Object pointing dataset rows =>
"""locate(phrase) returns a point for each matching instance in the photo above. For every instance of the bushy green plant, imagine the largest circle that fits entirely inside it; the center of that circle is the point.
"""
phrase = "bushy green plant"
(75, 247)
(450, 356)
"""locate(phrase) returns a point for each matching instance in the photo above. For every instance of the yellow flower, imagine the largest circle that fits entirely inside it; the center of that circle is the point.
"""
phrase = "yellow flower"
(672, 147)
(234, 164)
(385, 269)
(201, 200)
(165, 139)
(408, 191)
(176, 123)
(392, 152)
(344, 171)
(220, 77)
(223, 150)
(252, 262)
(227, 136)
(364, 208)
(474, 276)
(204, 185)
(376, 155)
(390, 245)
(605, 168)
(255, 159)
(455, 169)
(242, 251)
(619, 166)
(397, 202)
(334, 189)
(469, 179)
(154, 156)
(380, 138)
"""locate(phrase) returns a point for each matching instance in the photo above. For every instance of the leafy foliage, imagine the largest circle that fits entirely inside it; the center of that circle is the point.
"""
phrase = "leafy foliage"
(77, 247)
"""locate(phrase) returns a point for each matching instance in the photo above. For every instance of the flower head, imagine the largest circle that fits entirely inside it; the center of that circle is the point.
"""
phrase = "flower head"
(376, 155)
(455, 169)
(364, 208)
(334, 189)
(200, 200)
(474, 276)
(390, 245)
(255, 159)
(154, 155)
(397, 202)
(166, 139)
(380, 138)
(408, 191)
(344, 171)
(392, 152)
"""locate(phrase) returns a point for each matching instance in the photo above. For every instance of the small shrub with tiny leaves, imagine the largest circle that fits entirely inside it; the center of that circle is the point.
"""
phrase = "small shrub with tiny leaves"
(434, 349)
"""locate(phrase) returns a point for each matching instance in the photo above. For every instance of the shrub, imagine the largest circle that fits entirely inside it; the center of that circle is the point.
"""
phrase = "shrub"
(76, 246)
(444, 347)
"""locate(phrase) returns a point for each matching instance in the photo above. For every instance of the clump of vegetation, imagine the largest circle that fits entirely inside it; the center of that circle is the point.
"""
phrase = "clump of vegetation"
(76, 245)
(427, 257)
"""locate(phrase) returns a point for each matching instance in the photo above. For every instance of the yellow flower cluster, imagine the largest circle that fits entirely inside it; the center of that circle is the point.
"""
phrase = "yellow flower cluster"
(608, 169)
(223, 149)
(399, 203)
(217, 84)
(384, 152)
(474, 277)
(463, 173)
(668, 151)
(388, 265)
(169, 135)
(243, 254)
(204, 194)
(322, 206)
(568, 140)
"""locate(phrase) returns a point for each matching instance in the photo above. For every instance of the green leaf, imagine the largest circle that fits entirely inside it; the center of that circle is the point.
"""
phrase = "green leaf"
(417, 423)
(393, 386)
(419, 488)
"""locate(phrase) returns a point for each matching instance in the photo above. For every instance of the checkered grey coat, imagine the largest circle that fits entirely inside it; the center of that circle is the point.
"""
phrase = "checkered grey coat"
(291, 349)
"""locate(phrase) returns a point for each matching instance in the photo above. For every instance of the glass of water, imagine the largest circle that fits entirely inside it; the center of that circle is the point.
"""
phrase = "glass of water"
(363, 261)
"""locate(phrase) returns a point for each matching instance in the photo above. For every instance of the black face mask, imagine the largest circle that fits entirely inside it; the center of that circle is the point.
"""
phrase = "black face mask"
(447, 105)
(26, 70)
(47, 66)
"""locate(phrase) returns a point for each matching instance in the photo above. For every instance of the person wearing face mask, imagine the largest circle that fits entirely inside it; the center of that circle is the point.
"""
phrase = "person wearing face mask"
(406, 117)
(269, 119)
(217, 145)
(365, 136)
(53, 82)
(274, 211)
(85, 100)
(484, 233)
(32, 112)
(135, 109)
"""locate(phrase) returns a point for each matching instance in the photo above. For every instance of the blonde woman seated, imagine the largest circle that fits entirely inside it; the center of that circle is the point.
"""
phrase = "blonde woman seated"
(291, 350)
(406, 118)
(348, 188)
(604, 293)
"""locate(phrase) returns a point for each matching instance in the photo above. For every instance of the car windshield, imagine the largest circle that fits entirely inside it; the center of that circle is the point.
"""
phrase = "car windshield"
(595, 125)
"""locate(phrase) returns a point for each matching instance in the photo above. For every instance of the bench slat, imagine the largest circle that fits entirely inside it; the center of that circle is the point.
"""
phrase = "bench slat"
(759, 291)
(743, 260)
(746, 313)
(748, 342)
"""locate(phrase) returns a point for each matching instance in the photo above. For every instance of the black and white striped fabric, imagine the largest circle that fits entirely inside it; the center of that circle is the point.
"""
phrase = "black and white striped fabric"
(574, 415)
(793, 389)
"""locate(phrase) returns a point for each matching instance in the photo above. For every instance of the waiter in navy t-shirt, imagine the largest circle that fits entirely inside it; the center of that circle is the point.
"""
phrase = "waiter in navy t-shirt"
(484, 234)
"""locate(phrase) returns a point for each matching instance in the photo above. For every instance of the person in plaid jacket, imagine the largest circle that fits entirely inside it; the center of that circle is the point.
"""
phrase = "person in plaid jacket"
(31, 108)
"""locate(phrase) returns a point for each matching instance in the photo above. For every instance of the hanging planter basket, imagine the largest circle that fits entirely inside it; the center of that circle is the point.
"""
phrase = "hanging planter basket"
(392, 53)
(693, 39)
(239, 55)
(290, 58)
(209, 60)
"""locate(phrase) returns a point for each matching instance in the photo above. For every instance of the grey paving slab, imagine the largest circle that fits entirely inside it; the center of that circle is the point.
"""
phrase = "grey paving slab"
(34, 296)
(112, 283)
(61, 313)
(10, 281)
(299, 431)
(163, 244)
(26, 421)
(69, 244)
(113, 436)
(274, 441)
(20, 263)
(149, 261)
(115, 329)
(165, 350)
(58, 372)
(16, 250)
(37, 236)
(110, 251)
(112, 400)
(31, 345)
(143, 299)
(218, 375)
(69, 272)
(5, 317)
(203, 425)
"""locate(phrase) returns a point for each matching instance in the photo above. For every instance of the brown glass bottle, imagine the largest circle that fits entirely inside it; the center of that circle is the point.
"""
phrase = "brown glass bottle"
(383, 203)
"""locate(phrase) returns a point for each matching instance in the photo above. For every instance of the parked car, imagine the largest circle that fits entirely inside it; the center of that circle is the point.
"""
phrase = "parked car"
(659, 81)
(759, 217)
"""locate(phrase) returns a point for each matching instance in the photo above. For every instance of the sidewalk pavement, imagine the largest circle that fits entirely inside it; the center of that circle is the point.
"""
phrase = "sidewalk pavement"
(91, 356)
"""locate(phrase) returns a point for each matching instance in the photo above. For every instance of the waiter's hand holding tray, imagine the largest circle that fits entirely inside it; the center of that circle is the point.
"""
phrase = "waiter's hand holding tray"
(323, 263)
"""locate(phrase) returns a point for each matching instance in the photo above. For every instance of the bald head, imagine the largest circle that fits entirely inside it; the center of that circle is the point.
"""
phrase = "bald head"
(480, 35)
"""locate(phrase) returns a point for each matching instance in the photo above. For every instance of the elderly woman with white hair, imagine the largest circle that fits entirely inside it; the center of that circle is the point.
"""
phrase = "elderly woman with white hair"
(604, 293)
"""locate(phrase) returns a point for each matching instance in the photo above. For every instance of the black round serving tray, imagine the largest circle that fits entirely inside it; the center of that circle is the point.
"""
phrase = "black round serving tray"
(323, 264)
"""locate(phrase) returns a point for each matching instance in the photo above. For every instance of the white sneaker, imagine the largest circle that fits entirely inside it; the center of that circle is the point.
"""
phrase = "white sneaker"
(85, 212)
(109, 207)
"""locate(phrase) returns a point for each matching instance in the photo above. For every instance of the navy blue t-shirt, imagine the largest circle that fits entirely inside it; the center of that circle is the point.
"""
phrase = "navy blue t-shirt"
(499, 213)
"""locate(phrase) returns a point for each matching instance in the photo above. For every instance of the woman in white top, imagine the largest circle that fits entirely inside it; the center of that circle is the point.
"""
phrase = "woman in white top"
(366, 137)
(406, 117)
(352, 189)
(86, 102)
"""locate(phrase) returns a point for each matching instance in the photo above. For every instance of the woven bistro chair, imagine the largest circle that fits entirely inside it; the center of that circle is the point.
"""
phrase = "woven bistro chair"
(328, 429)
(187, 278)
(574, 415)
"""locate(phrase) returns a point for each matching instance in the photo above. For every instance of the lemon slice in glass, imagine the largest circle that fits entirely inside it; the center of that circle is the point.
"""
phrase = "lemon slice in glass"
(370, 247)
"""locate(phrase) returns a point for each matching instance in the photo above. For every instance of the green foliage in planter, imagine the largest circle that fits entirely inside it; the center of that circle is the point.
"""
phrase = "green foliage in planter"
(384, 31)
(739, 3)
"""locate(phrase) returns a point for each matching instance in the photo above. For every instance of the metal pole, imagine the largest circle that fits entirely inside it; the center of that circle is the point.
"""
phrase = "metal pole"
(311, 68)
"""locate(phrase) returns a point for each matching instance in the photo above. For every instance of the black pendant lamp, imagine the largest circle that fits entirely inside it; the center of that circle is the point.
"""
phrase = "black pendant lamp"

Challenge =>
Reproduce exactly the lines from the one containing "of the white" through the last line of the records above, including both, and nothing else.

Complete answer =>
"""locate(phrase) returns a point for each matching instance in the photo above. For every instance of the white sneaker, imagine the largest circle that fits entirely inside it; the center of that circle is the point.
"""
phrase = "white sneaker"
(85, 212)
(109, 207)
"""locate(phrase) returns a point for each matching instance in the photo above. For every instance of the navy blue t-shirt, imagine the largest circle that fits entirely inside it; the center of that circle is the point.
"""
phrase = "navy blue t-shirt"
(499, 213)
"""locate(phrase) returns a point for each matching instance in the photo above. For every instance of the woman in white top, imagine the largest circle that fits entirely inside it; the center of that circle is the point.
"""
phrase = "woman in white top"
(366, 137)
(406, 117)
(352, 189)
(86, 102)
"""locate(phrase) returns a point for each matching instance in the photo above. For every instance of the woven bistro chair, imagine the largest circle that fits entirely inside it; the center of that circle is the point.
"""
phrase = "woven bistro chair"
(328, 429)
(187, 278)
(574, 415)
"""locate(phrase) returns a point for each matching instance in the photo above. For every instance of the lemon slice in glass, imagine the largest circle that fits entirely inside it; the center of that circle is the point.
"""
phrase = "lemon slice in glass"
(370, 247)
"""locate(phrase) returns a point for each matching instance in the photo above. For every instance of the green foliage in planter, imagine the largest circle that fits entirely inside it; the center of that circle is the point.
"""
phrase = "green foliage in planter"
(384, 31)
(739, 3)
"""locate(phrase) returns a point for each matching instance in the photo above. For every instance of the metal pole, imagine the largest circle that fits entirely inside it; the center of that circle is the point.
"""
phrase = "metal pole"
(311, 68)
"""locate(phrase) returns a point for each matching instance in the photo above. For every instance of the black pendant lamp, imagine the largest circle that fits entirely inside it; the center of that circle is the point.
"""
phrase = "black pendant lamp"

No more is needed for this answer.